_WHAT IS EXPECTED_. Please write out the records exactly.

_TASK MATERIAL_.
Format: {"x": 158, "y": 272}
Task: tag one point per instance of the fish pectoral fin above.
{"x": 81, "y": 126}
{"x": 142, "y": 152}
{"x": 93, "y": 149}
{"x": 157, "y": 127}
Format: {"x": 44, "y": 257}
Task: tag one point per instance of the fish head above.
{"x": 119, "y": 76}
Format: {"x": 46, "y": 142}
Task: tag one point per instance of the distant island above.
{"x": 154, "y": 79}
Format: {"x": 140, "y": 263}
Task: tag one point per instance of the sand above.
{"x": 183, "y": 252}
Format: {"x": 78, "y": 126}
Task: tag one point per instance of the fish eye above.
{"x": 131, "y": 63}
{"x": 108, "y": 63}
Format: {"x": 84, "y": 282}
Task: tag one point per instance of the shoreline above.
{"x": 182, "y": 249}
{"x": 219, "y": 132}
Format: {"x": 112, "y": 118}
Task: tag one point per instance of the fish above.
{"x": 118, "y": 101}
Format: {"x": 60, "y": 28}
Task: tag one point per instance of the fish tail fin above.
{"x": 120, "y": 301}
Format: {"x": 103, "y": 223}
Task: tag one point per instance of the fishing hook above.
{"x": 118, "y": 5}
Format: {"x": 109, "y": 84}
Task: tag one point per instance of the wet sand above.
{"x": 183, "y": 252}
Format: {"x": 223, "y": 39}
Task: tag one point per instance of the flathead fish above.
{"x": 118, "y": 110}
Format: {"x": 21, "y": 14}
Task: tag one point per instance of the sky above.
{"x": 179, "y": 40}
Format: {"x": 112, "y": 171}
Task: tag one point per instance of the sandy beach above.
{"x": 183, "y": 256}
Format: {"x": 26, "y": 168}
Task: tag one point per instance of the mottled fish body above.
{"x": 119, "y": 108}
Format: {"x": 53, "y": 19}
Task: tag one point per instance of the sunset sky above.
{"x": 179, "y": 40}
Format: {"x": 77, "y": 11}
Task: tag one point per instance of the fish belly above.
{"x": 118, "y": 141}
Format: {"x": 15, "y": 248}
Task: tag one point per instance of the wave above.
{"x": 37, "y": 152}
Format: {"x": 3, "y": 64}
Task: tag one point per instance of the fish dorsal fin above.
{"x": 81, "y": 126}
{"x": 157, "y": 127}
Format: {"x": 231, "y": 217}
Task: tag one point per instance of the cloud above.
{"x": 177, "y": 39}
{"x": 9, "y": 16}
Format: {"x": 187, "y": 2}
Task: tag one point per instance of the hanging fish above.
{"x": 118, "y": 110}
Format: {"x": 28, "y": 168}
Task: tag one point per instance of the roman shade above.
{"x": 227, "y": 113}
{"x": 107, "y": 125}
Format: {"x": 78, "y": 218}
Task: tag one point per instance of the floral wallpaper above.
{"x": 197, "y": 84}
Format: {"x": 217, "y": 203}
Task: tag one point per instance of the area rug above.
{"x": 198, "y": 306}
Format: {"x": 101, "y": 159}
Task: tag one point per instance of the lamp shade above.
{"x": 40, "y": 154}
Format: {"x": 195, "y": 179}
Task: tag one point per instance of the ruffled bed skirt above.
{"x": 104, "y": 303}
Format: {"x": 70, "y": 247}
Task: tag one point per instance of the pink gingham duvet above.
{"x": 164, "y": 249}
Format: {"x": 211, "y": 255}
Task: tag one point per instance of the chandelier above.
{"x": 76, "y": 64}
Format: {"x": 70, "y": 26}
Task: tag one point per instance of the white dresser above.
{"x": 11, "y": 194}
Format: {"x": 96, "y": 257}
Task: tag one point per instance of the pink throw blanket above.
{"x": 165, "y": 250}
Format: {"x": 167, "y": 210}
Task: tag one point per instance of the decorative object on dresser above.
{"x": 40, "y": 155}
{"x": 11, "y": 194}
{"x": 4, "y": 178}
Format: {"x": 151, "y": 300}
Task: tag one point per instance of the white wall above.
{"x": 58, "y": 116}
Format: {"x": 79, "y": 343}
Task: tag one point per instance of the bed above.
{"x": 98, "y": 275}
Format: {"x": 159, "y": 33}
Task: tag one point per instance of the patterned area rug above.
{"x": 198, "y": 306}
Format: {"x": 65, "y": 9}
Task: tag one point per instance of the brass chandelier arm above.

_OUTPUT_.
Format: {"x": 158, "y": 272}
Task: tag one point per instance of the fish pectoral fin above.
{"x": 81, "y": 126}
{"x": 142, "y": 152}
{"x": 93, "y": 149}
{"x": 157, "y": 127}
Format: {"x": 44, "y": 257}
Task: tag one point per instance of the fish head above.
{"x": 119, "y": 76}
Format: {"x": 46, "y": 142}
Task: tag one point per instance of the distant island above.
{"x": 154, "y": 79}
Format: {"x": 140, "y": 263}
Task: tag one point per instance of the sand above.
{"x": 183, "y": 252}
Format: {"x": 78, "y": 126}
Task: tag one point per instance of the fish eye above.
{"x": 131, "y": 63}
{"x": 108, "y": 63}
Format: {"x": 84, "y": 282}
Task: tag one point per instance of the shoreline above.
{"x": 182, "y": 249}
{"x": 219, "y": 132}
Format: {"x": 112, "y": 118}
Task: tag one point per instance of the fish above.
{"x": 118, "y": 101}
Format: {"x": 60, "y": 28}
Task: tag one point per instance of the fish tail fin above.
{"x": 120, "y": 301}
Format: {"x": 103, "y": 223}
Task: tag one point per instance of the fishing hook above.
{"x": 118, "y": 5}
Format: {"x": 109, "y": 84}
Task: tag one point per instance of the wet sand above.
{"x": 183, "y": 252}
Format: {"x": 223, "y": 39}
Task: tag one point per instance of the flathead fish above.
{"x": 118, "y": 110}
Format: {"x": 21, "y": 14}
Task: tag one point per instance of the sky above.
{"x": 179, "y": 40}
Format: {"x": 112, "y": 171}
Task: tag one point per instance of the sandy beach above.
{"x": 183, "y": 256}
Format: {"x": 26, "y": 168}
Task: tag one point per instance of the mottled fish body above.
{"x": 119, "y": 108}
Format: {"x": 53, "y": 19}
Task: tag one point per instance of the sunset sky above.
{"x": 179, "y": 40}
Format: {"x": 77, "y": 11}
Task: tag one point per instance of the fish belly above.
{"x": 118, "y": 141}
Format: {"x": 15, "y": 248}
Task: tag one point per instance of the wave above.
{"x": 37, "y": 152}
Format: {"x": 3, "y": 64}
Task: tag one point per instance of the fish dorsal fin above.
{"x": 81, "y": 126}
{"x": 157, "y": 127}
Format: {"x": 231, "y": 217}
Task: tag one point per instance of the cloud above.
{"x": 177, "y": 39}
{"x": 9, "y": 16}
Format: {"x": 187, "y": 2}
Task: tag one point per instance of the hanging fish above.
{"x": 118, "y": 110}
Format: {"x": 28, "y": 168}
Task: tag one point per instance of the roman shade above.
{"x": 227, "y": 113}
{"x": 107, "y": 125}
Format: {"x": 78, "y": 218}
Task: tag one point per instance of the floral wallpaper above.
{"x": 197, "y": 84}
Format: {"x": 217, "y": 203}
Task: tag one point per instance of the area rug above.
{"x": 198, "y": 306}
Format: {"x": 101, "y": 159}
Task: tag one point per instance of the lamp shade above.
{"x": 40, "y": 154}
Format: {"x": 195, "y": 179}
Task: tag one point per instance of the ruffled bed skirt above.
{"x": 104, "y": 303}
Format: {"x": 70, "y": 247}
Task: tag one point per instance of the pink gingham duvet above.
{"x": 164, "y": 249}
Format: {"x": 211, "y": 255}
Task: tag one point per instance of the chandelier above.
{"x": 76, "y": 64}
Format: {"x": 70, "y": 26}
Task: tag one point per instance of the white dresser above.
{"x": 11, "y": 194}
Format: {"x": 96, "y": 257}
Task: tag one point per instance of the pink throw blanket above.
{"x": 165, "y": 250}
Format: {"x": 167, "y": 210}
Task: tag one point per instance of the decorative object on dresser above.
{"x": 40, "y": 155}
{"x": 11, "y": 194}
{"x": 4, "y": 178}
Format: {"x": 151, "y": 300}
Task: tag one point per instance of the white wall above.
{"x": 58, "y": 116}
Format: {"x": 79, "y": 343}
Task: tag one point per instance of the bed above.
{"x": 98, "y": 275}
Format: {"x": 159, "y": 33}
Task: tag one point per instance of the patterned area rug above.
{"x": 198, "y": 306}
Format: {"x": 65, "y": 9}
Task: tag one point per instance of the brass chandelier arm above.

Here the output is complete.